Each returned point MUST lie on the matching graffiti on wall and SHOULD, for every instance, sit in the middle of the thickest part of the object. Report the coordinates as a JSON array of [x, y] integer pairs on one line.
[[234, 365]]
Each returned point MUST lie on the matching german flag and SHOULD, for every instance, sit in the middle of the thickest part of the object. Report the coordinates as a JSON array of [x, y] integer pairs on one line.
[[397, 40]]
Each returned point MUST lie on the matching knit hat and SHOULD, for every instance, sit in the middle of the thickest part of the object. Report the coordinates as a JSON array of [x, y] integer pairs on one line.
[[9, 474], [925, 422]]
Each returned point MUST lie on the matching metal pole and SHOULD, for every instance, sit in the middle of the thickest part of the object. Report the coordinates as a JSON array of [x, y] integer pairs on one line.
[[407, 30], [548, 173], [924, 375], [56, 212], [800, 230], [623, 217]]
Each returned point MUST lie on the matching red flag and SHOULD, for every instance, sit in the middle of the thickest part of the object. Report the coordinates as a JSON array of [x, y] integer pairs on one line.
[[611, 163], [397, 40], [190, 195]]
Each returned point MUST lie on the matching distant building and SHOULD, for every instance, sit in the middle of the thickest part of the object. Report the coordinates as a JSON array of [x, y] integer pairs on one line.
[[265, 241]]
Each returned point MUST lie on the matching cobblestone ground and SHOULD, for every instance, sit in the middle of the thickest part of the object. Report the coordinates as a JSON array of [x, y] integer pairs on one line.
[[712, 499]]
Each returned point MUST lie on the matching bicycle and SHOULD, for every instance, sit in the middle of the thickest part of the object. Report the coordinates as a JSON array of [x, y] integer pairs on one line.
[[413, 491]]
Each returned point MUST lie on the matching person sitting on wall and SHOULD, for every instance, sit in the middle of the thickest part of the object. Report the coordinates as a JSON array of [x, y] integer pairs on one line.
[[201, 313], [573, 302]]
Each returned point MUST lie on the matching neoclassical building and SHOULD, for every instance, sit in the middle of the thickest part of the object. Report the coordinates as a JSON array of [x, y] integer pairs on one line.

## Problem
So that the data stays intact, repeat all of it exactly.

## Result of this task
Each returned point MUST lie on the matching graffiti on wall and SHOULD, for every instance, sit in the middle of the thickest part of the object. Report the coordinates as a JSON array of [x, y] integer pairs on one line.
[[234, 365]]
Each returned point MUST lie on the matching german flag and SHOULD, for every instance, sit in the middle of the thickest part of the object. Report the coordinates as a JSON array of [x, y] integer pairs on one line.
[[397, 40]]
Each returned point MUST lie on the matching knit hat and SHOULD, for every instance, sit in the middle of the thickest part of the object. Report the coordinates as a JSON array of [x, y] integer pairs on one line.
[[9, 474], [925, 422]]
Each returned point MUST lie on the matching metal pole and SHOULD, for every instance, sit in the middle of the thickest part of the object. Report the coordinates as a JSON array of [x, y] integer pairs on one line.
[[407, 30], [548, 173], [924, 375], [56, 212], [800, 230], [623, 217]]
Each returned point MUST lie on the matching red flag and SHOULD, for every instance, sit in the middle of the thickest part of the object. Report the coordinates as a JSON array of [x, y] integer pairs on one line.
[[611, 163], [397, 40], [190, 195]]
Each returned point MUST lie on the matching distant building and SHOULD, for every instance, sit in the middle of the thickest part of the object. Report the coordinates as a JSON array of [x, y] integer pairs on one line.
[[265, 241]]
Each returned point MUST lie on the matching cobblestone ground and SHOULD, for every instance, sit in the middle of the thickest part of the object. Report the coordinates as a JSON array of [x, y] integer pairs on one line.
[[712, 499]]
Each returned point MUST lie on the matching bicycle and SHOULD, for every instance, sit in the middle of the thickest part of the object. Report the coordinates as a JSON array of [x, y] integer pairs on one line.
[[413, 491]]
Each returned point MUST lie on the matching person sitting on wall and SHOULD, for every instance, sit in the middle of the thickest part of the object. Report the coordinates as a JSON array of [x, y] integer pairs on one line.
[[201, 313], [573, 302]]
Each returned point MUST lie on the matching neoclassical building and SHOULD, for every instance, sit in the middle of the thickest part of the object. Report the coordinates as a JSON array of [x, y] integer pairs on one line.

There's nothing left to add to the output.